**Tarefas**
- A) Reescreva de forma mais concisa o parágrafo do trecho para leitura que começa com "Em 1995, enfurecido", mantendo seus fatos principais.
- B) Transcreva literalmente a passagem do trecho para leitura que vai de "E o que dizer" até "produziria algo semelhante.", incluindo essas palavras.

**Trecho para leitura**
.....

Em 1995, enfurecido pelo vazamento da célebre ‘pasta rosa’, onde haveria registro de doações do sistema financeiro a campanhas eleitorais, o senador Antonio Carlos Magalhães exigiu a punição dos responsáveis pela divulgação, tendo chamado os diretores do Banco Central de marginais. Qual a reação dos veículos que, hoje, vociferam contra Severino? Operação-abafa, usando para isso outro escândalo: o da Igreja Universal.
E o que dizer da solução encontrada pelo governo para resolver o problema do Banco Econômico? O Estado assumiu a parte podre, enquanto a boa ficava com o Excel. Sensatez que tranqüilizou o mercado? Severino não produziria algo semelhante.

.....

**Dados registrados**
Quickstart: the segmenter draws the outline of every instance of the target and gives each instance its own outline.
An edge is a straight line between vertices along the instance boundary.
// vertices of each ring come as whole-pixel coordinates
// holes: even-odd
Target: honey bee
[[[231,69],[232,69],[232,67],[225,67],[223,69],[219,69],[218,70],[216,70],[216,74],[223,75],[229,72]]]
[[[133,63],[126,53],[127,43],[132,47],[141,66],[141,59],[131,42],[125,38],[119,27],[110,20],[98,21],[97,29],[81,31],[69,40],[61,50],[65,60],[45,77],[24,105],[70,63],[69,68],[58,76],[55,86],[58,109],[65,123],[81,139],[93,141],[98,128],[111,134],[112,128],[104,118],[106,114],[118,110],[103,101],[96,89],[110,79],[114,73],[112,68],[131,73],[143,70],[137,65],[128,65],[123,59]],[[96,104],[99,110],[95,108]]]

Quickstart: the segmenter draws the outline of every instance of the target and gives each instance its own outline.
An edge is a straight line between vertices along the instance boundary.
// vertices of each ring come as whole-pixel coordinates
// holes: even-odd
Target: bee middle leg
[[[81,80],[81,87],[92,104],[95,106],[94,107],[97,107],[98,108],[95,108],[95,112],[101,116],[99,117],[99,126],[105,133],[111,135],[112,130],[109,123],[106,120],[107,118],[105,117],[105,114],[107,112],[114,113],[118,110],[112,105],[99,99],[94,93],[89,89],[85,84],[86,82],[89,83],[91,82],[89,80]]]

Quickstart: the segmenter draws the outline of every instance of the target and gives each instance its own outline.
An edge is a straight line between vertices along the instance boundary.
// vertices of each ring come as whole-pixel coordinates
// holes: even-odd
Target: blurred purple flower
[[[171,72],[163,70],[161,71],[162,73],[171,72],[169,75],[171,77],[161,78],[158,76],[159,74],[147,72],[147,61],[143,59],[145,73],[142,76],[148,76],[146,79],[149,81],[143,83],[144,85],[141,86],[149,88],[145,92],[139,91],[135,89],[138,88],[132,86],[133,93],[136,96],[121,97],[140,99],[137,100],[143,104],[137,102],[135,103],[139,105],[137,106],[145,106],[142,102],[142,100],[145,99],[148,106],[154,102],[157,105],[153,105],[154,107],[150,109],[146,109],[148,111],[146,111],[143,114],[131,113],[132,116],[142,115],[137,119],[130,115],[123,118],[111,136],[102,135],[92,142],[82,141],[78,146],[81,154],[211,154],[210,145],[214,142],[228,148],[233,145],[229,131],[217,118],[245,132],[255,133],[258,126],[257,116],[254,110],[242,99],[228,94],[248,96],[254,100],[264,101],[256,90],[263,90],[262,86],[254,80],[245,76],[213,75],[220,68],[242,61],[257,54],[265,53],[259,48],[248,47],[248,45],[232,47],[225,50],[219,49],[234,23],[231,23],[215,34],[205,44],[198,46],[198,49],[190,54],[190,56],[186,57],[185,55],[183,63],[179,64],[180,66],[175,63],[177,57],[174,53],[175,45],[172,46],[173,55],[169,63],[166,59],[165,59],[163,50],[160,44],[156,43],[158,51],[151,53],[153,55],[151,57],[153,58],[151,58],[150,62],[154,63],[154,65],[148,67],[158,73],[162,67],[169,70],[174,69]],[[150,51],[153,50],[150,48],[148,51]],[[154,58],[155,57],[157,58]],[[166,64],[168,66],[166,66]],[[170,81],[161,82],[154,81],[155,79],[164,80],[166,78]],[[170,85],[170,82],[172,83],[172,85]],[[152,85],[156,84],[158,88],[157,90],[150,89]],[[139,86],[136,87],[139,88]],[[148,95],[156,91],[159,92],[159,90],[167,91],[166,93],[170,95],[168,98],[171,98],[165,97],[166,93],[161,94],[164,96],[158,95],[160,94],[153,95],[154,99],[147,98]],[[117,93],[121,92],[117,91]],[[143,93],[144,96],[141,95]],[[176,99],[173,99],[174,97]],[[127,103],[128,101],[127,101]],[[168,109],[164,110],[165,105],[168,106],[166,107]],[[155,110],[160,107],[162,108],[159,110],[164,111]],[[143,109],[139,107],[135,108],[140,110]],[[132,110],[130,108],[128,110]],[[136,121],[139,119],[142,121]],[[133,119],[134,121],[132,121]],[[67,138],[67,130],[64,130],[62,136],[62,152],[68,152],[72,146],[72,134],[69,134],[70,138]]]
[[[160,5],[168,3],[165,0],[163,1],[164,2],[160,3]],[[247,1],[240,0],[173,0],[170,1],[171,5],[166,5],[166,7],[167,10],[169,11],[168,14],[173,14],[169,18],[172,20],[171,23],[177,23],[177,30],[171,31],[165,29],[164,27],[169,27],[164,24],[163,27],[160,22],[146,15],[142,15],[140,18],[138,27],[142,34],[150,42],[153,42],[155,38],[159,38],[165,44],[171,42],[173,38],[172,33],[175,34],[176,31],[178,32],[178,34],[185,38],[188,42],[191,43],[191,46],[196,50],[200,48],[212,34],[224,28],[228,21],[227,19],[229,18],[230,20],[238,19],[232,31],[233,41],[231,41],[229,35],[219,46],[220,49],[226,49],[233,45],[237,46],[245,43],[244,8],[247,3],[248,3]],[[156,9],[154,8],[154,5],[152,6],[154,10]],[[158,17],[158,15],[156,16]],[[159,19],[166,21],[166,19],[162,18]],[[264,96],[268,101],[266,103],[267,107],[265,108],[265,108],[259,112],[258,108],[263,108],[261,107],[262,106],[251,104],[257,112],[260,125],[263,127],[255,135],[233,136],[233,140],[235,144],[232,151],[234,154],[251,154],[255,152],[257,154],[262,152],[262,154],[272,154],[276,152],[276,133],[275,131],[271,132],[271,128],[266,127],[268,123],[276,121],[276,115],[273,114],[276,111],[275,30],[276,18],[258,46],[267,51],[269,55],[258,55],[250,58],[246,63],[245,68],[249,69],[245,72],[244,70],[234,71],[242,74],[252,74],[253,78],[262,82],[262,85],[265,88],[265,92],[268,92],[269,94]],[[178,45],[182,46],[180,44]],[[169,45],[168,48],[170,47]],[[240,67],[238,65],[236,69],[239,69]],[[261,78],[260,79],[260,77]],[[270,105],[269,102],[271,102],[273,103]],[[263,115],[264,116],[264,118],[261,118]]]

.....

**Respostas por tarefa**
- A) Em 1995, irritado com o vazamento da "pasta rosa", que supostamente registrava doações do sistema financeiro a campanhas eleitorais, o senador Antonio Carlos Magalhães exigiu a punição dos responsáveis e chamou os diretores do Banco Central de marginais. Os veículos que hoje atacam Severino reagiram com uma operação-abafa e usaram para isso o escândalo da Igreja Universal.

- B)
E o que dizer da solução encontrada pelo governo para resolver o problema do Banco Econômico? O Estado assumiu a parte podre, enquanto a boa ficava com o Excel. Sensatez que tranqüilizou o mercado? Severino não produziria algo semelhante.